Hundreds of Britney Spears fans and supporters rallied in support of ending her 13-years-long conservatorship and the removal of her father, Jamie Spears, as her conservator, at the Los Angeles County Superior Courthouse on July 14, 2021. Photo by Ted Soqui, SIPA USA via AP Images

Several California mayors, by contrast, are urging counties to move faster. Mayors often bear the brunt of residents’ complaints about homelessness, but they tend to have little influence over social services and mental health spending. 

San Diego Mayor Todd Gloria, who supported a majority of Newsom’s mental health reforms, urged his county’s board of supervisors to implement the conservatorship expansion immediately.

“While the law allows for counties to delay implementation until 2026, our county is experiencing an unacceptable behavioral health crisis — one all of us see clearly every day in our communities. Putting implementation off will cost people their lives,” Gloria and other San Diego County mayors wrote in a letter to the board this month.

Nora Vargas, chair of the board of supervisors, initially proposed delaying implementation to 2025 after hospital and behavioral health leaders argued more people would cycle in and out of the emergency room without proper support. 

“San Diego County will implement (the conservatorship law) in a way that is methodical and equitable because these are real people and real families seeking care,” Vargas said in a statement to CalMatters. 

Tim McClain, a spokesperson for San Diego County Health and Human Services Agency, said the county is moving as quickly as possible despite receiving no support from the state. 

The law “comes with no new resources for hospitals, substance use disorder treatment providers, or county run public conservator offices. It doesn’t establish clinical assessment criteria that will incline clinicians to extend holds. And it doesn’t do anything to create the operational tools that will actually get people with substance use disorder from (emergency departments) into ongoing addiction treatment,” McClain said in a statement to CalMatters.

Among the concerns raised by counties is a dramatic influx in the number of people needing treatment.

In Kern and Santa Barbara counties, behavioral health officials have said they expect the number of people who would qualify for involuntary treatment to increase tenfold, The Bakersfield Californian and Santa Barbara Independent have reported. 

Behavioral health officials in Stanislaus County told their board of supervisors that because the expanded definition of “gravely disabled” will now include people with drug use disorders, the number of conservatees will likely go up. They say they need additional staff and coordination to handle a larger population. There are also very few treatment settings for people with severe substance use disorders in the county, health officials said. 

The Stanislaus County Board of Supervisors agreed to push back implementation, but supervisors said they would like to enact the law sometime before 2026.

In neighboring San Joaquin County, supervisors last week also voted to delay the law’s implementation.

“We need the state to provide us with guidance on how we can best apply this law to help the vulnerable and protect people’s civil rights while ensuring their treatment,” Supervisor Robert Rickman said in a press release.

All of the recent changes at the state level target serious mental illness among the state’s growing homeless population, which has ballooned by more than 30 percent to 170,000 people since Newsom took office in 2019. 

In March, voters will be asked to approve or reject yet another major overhaul of the state’s mental and behavioral health system. Proposition 1 includes two key provisions: a $6.4 billion bond to pay for 10,000 treatment beds and supportive housing, and a revamp of the state’s 20-year-old law that funds mental health services through a tax on personal income over $1 million.

*Entries provided*.
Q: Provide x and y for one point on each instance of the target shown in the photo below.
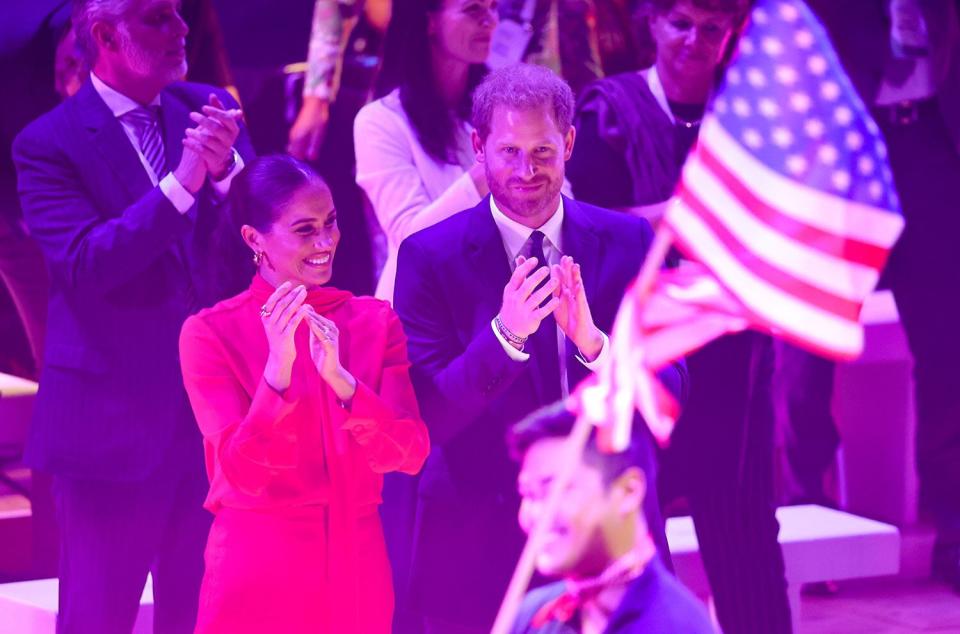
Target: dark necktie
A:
(146, 121)
(543, 343)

*Complete the following*.
[A] In the article on California's conservatorship law, by how much do behavioral health officials in Kern and Santa Barbara counties expect the number of people qualifying for involuntary treatment to increase?
[B] From the article on California's conservatorship law, write out everything from "Among the concerns" down to "health officials said.", changing "tenfold" to "fivefold".

*Solution set*.
[A] They expect it to increase tenfold.

[B]
Among the concerns raised by counties is a dramatic influx in the number of people needing treatment.

In Kern and Santa Barbara counties, behavioral health officials have said they expect the number of people who would qualify for involuntary treatment to increase fivefold, The Bakersfield Californian and Santa Barbara Independent have reported. 

Behavioral health officials in Stanislaus County told their board of supervisors that because the expanded definition of “gravely disabled” will now include people with drug use disorders, the number of conservatees will likely go up. They say they need additional staff and coordination to handle a larger population. There are also very few treatment settings for people with severe substance use disorders in the county, health officials said.